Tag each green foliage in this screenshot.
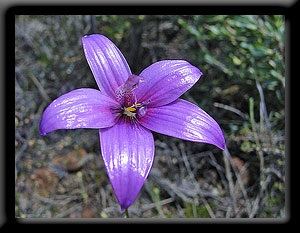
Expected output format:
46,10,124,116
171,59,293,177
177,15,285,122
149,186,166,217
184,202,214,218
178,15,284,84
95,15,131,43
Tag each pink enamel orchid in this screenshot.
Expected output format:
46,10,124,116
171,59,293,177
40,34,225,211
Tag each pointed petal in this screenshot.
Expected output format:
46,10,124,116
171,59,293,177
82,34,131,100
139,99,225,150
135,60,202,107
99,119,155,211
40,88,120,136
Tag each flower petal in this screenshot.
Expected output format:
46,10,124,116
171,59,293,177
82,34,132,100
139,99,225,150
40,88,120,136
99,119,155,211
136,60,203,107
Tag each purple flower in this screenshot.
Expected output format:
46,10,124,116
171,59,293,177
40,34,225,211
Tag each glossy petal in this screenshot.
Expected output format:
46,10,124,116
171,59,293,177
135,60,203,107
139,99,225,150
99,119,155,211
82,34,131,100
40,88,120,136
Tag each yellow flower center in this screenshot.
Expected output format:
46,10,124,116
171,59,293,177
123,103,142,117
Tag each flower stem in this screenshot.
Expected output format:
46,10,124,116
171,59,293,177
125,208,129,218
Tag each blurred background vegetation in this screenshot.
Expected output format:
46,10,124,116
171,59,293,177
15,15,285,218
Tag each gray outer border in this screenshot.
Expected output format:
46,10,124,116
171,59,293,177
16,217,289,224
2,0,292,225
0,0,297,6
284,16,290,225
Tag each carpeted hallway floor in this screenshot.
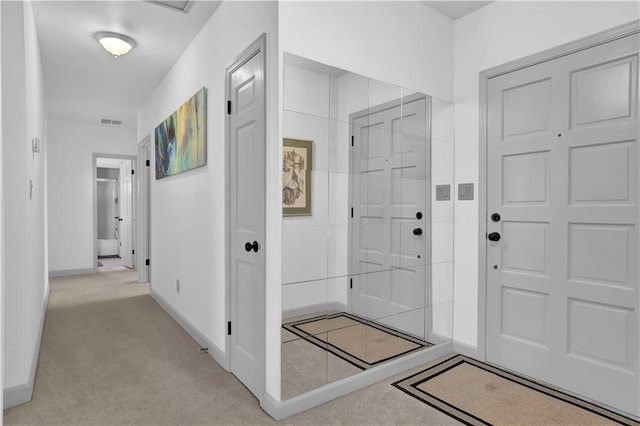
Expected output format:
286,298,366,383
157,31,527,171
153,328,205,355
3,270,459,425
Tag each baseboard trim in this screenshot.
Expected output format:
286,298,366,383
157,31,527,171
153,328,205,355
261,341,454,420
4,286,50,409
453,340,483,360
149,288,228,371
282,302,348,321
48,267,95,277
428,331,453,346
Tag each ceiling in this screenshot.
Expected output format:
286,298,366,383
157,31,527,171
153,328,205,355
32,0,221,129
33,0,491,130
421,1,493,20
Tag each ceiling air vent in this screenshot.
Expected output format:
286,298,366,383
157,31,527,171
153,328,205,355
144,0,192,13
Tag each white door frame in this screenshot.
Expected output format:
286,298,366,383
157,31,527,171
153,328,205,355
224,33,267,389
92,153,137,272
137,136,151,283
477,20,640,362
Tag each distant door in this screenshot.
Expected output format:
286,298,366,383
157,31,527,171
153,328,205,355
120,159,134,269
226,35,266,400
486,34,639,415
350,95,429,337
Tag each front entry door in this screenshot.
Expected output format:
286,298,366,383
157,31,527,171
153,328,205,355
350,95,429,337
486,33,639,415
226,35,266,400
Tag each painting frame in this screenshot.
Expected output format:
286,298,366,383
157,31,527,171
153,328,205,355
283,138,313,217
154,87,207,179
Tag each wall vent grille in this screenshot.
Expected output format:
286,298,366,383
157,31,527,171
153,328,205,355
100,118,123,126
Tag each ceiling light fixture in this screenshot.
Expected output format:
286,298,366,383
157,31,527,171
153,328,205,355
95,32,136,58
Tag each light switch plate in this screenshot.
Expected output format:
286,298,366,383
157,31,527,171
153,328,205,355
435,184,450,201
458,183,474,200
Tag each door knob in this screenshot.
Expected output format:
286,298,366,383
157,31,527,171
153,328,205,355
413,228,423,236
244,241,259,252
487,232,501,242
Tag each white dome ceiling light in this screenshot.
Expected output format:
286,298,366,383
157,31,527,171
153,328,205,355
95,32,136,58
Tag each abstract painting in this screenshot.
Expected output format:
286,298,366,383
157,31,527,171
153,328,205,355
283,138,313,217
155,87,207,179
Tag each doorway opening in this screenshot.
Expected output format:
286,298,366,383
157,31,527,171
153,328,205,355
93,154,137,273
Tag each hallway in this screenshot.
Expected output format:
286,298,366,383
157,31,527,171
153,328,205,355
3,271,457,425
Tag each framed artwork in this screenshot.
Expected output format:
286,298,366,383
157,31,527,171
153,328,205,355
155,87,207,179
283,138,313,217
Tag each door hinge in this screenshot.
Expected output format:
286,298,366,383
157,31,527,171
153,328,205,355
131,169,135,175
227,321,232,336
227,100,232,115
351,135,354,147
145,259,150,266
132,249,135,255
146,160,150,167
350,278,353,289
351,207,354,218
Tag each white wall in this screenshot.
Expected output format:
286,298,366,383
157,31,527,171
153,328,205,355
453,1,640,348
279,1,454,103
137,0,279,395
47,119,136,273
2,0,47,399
****
Directions for this task:
Reproduce the full listing faithfully, but do not carry over any pictures.

Task output:
Tag each green foliage in this screenshot.
Expected output format:
46,10,124,116
171,59,293,177
177,15,285,122
149,186,166,217
184,202,214,218
178,15,284,84
95,15,131,43
Tag each pink enamel orchid in this screenshot.
Expected output format:
46,10,124,116
171,59,293,177
40,34,225,211
Tag each pointed petal in this screenshot.
Expected output format:
46,10,124,116
171,59,293,177
82,34,131,100
139,99,225,150
135,60,202,107
99,119,155,211
40,88,120,136
Tag each flower petal in this screenshot.
Expected output format:
46,10,124,116
171,59,293,177
82,34,132,100
139,99,225,150
40,88,120,136
99,119,155,211
136,60,203,107
Tag each purple flower in this screenshot.
Expected output format:
46,10,124,116
171,59,293,177
40,34,225,211
Tag each glossy petal in this screenshot.
Expected output format:
46,10,124,116
171,59,293,177
135,60,203,107
139,99,225,150
99,119,155,211
82,34,131,100
40,88,120,136
Tag each yellow flower center in this screenshot.
Expected output format:
46,10,124,116
171,59,293,177
123,103,142,117
Tag each flower stem in this screenshot.
Expected output format:
46,10,124,116
171,59,293,177
125,208,129,218
Tag each blurred background vegetation in this screenshot.
Expected output format:
46,10,124,116
171,59,293,177
15,15,285,218
Tag each gray outer border in this screenshot.
Expected output format:
46,10,124,116
171,59,293,177
16,217,289,224
2,0,292,225
0,0,297,6
284,16,290,225
Tag each carpeted hallway floor in this screenshot.
Expected output format:
286,298,366,383
157,31,527,171
153,328,205,355
3,270,459,425
Tag each baseboard trim in this screenshot.
Expected output format:
286,298,366,383
157,31,527,171
153,328,205,355
261,341,454,420
4,286,50,409
453,340,483,360
149,288,228,371
282,302,348,321
48,267,95,277
428,331,453,346
Tag each ceiling in this screenshot.
Expected output format:
286,298,366,383
157,31,527,171
153,328,205,355
32,0,221,129
33,0,491,130
421,1,493,20
Tag each ceiling air vent in this screenshot.
Expected output format:
286,298,366,383
157,31,527,171
153,328,205,355
144,0,192,13
Tag each white door frame in this screenshot.
Expected output format:
286,298,366,383
157,31,527,171
153,328,205,355
224,33,267,389
92,153,137,272
137,136,151,283
477,20,640,362
Tag each distant door in this screenshot.
Expected output format:
286,298,366,383
157,31,527,171
153,328,205,355
120,159,134,269
226,35,266,400
486,34,639,415
350,95,429,337
Tag each front entry door in this screenshot.
Expected output format:
286,298,366,383
157,31,527,171
153,328,205,355
350,95,429,337
486,33,639,415
226,35,266,400
Tag each painting frame in this screenshot.
Expected output format:
286,298,366,383
157,31,527,171
153,328,205,355
283,138,313,217
154,87,207,179
Tag each wall vent grille in this screenshot.
Expected output format:
286,298,366,383
157,31,527,171
153,328,205,355
100,118,123,126
Tag each ceiling light fixture in this screenshot.
Expected output format:
286,298,366,383
157,31,527,171
153,328,205,355
95,32,136,58
Tag each light switch plate in this screenshot.
Expected output format:
286,298,366,383
157,31,527,171
153,328,205,355
435,184,450,201
458,183,474,200
Tag each door knob in this screenshot.
Expected output format:
286,298,366,383
157,31,527,171
153,328,205,355
413,228,423,236
244,241,259,252
487,232,501,242
Tag each white dome ceiling light in this screenshot.
Expected output format:
286,298,366,383
157,31,527,171
153,328,205,355
95,32,136,58
Tag each abstract painting in this screenshot.
Expected output format:
286,298,366,383
157,31,527,171
153,328,205,355
283,138,313,217
155,87,207,179
Tag each doorway opening in this screenshot.
Expected output format:
286,298,366,383
157,31,527,171
153,328,205,355
93,154,137,273
Tag each hallway in this screenshot.
Expected output format:
286,298,366,383
157,31,527,171
153,328,205,355
3,271,457,425
Tag each framed artwork in this screenshot.
Expected output format:
286,298,366,383
157,31,527,171
153,328,205,355
155,87,207,179
283,138,313,217
Tag each door hinge in this screenshot.
Expected output format:
286,298,366,383
157,31,527,171
153,328,205,355
131,169,135,175
227,321,232,336
227,100,232,115
351,135,354,147
145,259,150,266
132,249,135,255
146,160,150,167
350,278,353,289
351,207,354,218
Tag each white wall in this screenshot.
Expected output format:
286,298,366,383
157,31,527,171
153,328,205,355
453,1,640,348
279,1,454,103
137,0,279,395
47,119,136,273
2,0,47,399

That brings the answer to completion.